> [Given records]:

----

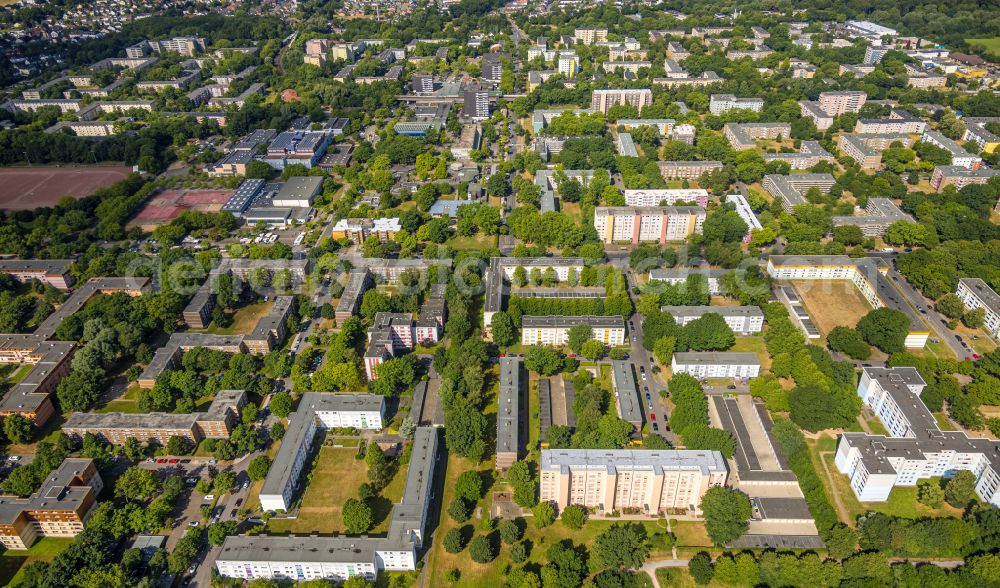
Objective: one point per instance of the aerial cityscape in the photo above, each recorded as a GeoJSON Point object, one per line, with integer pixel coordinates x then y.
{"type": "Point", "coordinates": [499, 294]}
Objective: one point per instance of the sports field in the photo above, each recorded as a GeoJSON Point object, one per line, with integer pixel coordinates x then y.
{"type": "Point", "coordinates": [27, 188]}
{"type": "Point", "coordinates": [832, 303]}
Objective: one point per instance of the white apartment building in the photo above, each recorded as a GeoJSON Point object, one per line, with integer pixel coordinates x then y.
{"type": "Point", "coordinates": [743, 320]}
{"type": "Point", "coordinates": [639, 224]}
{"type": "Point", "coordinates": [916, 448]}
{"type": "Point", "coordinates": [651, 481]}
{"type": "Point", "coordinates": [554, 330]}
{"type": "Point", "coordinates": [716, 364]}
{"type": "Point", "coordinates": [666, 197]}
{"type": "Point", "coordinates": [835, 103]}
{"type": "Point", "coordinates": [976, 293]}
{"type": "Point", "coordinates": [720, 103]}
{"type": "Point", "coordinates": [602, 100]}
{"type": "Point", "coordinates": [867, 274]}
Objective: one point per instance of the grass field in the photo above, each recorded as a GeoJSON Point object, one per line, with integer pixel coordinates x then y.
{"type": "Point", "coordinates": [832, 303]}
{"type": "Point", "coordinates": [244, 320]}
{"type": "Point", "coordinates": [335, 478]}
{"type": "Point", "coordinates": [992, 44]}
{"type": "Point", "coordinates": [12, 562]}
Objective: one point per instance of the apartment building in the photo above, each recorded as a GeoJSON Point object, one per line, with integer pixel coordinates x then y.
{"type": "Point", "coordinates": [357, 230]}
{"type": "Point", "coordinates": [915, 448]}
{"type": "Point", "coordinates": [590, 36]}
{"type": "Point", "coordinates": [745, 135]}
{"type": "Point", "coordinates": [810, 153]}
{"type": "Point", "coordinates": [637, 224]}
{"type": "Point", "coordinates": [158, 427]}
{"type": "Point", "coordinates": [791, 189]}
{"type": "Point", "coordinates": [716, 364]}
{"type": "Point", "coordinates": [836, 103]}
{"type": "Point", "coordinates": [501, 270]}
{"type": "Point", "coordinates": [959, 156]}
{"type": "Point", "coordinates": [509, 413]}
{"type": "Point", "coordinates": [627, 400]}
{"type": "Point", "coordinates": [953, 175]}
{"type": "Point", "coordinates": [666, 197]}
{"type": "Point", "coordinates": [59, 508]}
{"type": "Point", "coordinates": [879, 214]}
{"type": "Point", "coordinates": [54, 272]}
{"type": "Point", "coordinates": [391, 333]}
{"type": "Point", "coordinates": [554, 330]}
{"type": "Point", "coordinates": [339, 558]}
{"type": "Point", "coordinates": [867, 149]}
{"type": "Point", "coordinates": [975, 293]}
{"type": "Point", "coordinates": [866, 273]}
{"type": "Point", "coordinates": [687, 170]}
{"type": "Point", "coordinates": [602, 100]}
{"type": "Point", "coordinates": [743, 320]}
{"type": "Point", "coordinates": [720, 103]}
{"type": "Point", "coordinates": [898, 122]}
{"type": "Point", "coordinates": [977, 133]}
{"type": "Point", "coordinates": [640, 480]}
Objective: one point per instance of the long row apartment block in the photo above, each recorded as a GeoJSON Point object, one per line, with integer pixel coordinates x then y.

----

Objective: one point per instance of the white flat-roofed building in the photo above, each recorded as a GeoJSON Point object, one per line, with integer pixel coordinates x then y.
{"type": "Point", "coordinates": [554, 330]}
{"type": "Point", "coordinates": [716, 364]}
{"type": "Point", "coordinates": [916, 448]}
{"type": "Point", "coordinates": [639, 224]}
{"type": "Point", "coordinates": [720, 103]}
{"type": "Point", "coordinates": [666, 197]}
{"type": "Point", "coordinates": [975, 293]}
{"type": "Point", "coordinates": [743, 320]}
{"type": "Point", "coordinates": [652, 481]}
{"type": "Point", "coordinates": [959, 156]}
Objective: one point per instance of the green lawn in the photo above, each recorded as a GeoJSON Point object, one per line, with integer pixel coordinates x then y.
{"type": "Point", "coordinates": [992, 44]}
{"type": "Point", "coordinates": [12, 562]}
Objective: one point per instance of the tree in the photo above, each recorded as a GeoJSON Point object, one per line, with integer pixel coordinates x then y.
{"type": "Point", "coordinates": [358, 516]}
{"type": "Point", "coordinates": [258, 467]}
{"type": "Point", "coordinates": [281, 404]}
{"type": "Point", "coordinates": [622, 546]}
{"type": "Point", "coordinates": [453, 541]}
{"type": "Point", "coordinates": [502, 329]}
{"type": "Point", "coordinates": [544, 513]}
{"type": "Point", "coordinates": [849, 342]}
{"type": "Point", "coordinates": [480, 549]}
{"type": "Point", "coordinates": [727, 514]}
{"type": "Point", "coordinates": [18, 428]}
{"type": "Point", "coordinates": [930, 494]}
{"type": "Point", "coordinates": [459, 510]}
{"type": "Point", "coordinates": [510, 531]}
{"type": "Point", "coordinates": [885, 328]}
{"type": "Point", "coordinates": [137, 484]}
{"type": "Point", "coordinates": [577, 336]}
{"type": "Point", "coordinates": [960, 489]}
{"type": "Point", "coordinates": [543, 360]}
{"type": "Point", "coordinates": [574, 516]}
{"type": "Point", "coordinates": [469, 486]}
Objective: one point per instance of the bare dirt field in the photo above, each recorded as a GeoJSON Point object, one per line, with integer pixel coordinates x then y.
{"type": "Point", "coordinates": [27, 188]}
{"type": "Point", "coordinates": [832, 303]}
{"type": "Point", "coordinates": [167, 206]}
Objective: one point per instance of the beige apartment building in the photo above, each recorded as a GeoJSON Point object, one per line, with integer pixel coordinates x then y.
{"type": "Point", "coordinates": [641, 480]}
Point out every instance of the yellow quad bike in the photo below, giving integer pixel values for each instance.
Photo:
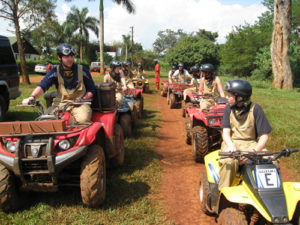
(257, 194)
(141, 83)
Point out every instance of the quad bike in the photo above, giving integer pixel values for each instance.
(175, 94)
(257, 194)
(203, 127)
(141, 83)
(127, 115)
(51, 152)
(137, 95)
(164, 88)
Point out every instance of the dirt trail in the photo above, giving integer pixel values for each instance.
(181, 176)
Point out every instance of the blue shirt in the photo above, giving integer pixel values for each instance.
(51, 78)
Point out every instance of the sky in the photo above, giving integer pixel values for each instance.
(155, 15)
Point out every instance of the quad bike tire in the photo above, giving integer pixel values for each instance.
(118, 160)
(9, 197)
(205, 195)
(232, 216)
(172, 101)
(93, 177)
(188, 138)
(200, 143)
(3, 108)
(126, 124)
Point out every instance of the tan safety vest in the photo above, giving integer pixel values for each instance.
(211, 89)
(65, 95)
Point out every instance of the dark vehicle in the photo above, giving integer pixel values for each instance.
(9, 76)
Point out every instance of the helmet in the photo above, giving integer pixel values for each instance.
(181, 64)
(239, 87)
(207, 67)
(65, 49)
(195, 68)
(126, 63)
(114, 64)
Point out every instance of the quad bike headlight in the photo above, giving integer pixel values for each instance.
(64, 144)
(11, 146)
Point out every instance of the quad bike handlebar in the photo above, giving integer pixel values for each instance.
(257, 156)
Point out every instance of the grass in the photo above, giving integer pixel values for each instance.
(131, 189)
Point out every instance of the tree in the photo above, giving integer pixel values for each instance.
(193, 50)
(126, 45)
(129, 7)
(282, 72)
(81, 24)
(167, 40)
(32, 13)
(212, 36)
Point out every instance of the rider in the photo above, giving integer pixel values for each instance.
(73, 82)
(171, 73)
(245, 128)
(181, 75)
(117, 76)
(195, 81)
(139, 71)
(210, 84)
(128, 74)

----

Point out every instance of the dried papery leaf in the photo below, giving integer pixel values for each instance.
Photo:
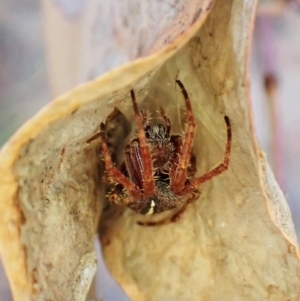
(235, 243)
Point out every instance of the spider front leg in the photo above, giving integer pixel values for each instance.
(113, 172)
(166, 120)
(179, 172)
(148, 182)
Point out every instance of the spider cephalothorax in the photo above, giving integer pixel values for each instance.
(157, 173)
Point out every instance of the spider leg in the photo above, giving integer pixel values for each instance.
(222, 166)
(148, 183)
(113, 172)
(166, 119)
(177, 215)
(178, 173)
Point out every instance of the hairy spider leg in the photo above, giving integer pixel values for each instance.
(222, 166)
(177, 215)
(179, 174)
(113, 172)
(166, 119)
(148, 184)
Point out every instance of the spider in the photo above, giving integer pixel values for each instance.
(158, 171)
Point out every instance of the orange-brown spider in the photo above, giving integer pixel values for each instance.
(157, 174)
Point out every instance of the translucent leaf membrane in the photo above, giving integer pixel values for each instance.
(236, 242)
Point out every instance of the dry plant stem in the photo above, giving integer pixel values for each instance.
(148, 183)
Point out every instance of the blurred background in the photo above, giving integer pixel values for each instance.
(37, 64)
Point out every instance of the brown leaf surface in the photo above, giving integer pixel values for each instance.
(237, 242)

----

> [Work to complete]: Pick out every line in the data above that contains the word "quad", and copy each one.

> [Full answer]:
Point out every instance of the yellow quad bike in the photo below, giving integer pixel values for each instance.
Point out every instance of the quad bike in the photo above, giving integer pixel values for each instance.
Point out every instance of the quad bike tire in the photo above, giving integer pixel values for each instance.
Point out every instance of the quad bike headlight in the photo above, giving integer pixel values for each instance.
Point out every instance of the quad bike handlebar in the photo above, giving integer pixel values for each instance.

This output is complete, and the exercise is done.